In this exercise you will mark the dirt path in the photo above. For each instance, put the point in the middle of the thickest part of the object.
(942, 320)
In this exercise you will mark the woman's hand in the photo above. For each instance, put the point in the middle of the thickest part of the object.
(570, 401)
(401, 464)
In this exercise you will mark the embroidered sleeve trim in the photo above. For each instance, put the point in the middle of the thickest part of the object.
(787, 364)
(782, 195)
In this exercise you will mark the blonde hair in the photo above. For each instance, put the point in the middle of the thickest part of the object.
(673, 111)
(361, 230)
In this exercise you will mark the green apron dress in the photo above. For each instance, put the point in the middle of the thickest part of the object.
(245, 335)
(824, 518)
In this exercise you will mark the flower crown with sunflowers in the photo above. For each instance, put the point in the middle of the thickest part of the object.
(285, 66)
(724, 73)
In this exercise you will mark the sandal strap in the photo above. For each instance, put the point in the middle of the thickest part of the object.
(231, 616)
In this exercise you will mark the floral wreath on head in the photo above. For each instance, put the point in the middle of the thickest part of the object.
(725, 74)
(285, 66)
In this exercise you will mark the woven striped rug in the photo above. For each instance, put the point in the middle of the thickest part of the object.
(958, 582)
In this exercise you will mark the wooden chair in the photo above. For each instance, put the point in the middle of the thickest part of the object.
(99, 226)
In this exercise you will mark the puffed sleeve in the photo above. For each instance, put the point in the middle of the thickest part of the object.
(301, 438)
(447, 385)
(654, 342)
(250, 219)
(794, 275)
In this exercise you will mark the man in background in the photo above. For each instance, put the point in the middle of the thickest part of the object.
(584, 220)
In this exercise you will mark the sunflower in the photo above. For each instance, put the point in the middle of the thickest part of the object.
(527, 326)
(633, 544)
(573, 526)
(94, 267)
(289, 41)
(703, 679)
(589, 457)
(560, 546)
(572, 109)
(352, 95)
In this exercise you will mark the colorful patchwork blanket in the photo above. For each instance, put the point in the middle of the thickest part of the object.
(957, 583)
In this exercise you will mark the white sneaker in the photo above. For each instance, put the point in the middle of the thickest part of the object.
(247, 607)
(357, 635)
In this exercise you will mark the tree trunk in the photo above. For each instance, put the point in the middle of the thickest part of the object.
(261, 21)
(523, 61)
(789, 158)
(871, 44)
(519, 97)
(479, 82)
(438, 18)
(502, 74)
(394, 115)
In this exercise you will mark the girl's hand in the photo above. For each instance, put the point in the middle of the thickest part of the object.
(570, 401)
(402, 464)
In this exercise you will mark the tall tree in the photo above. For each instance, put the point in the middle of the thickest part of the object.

* * * *

- [The problem]:
Render all of the data above as a numbered list, leaving out any blank lines.

- [Response]:
1. In this exercise you will mark the dirt path in the photo above. For each instance, put the point in the middle of the thickest part of the object.
2. (942, 320)
3. In this exercise you will mark the woman's hand in the photo above. For each instance, put the point in the middle of the thickest part of the object.
4. (570, 401)
5. (401, 464)
6. In this exercise you will mark the embroidered sleeve trim in the photo above. For each instance, put the point in the middle of the thickest part of the object.
7. (787, 364)
8. (782, 195)
9. In this exercise you will mark the blonde hair in the photo above. For each instance, put the point in the middle of the thickest part of the object.
10. (673, 111)
11. (361, 230)
12. In this exercise you will mark the green apron dress in the photo above. For each instance, put the point in the middle of the thickest part of the object.
13. (245, 335)
14. (824, 518)
15. In this exercise you will mark the flower crown with sunflowers in the photo above. For each instance, put the point in the middle of the thickest part of the object.
16. (285, 66)
17. (724, 73)
18. In this exercise you will mark the sandal strap in the photo above. For each instance, put the point in the middle of the thickest part of the object.
19. (231, 616)
20. In this exercise you will mark the floral wreath on head in the photo above. For each instance, put the point in the middle of the thickest part of the object.
21. (725, 74)
22. (285, 66)
23. In this exercise you will mark the woven striped rug in the photo above. For each instance, put the point in the middle of the thickest part of the object.
24. (958, 582)
25. In this exercise you will mark the wooden chair in the photo above. For each instance, put the point in the middle of the thickest part of the object.
26. (99, 226)
27. In this exercise you will mark the puffed sleeve in the photo above. For each instance, put the point in the middle of the thickest part of the object.
28. (301, 438)
29. (447, 385)
30. (654, 342)
31. (250, 219)
32. (794, 275)
33. In this exercise you will mark the man in background in the photo above. For each instance, put the point in the middle of the thickest part of the object.
34. (584, 220)
35. In this exercise you will mark the sunflower in the photo above. For each instance, put the point in the middle of the thickest part of the object.
36. (527, 326)
37. (633, 544)
38. (573, 526)
39. (94, 267)
40. (289, 41)
41. (703, 679)
42. (589, 457)
43. (560, 546)
44. (572, 109)
45. (352, 95)
46. In this exercise you will mark the colorful patchwork blanket in the photo above. For each instance, put the point in the middle of the thickest part of the object.
47. (957, 583)
48. In this exercise you will mark the white sneaker in the photo above. For each instance, put the point in the middle of the thickest part of the object.
49. (247, 607)
50. (357, 635)
51. In this exercise you will mark the tree trunk in the photo above. For each instance, put the point in the middle of the thickest part of the object.
52. (261, 21)
53. (523, 61)
54. (789, 158)
55. (871, 44)
56. (519, 97)
57. (479, 82)
58. (438, 18)
59. (502, 74)
60. (394, 115)
61. In this exercise you will mark the girl's hand in the photo above. For each instance, put the point in the middle of the thickest part of the object.
62. (570, 401)
63. (402, 464)
64. In this exercise you will mark the tall tree in the photo above. For each instance, put the point in the middle of the thickest part of the object.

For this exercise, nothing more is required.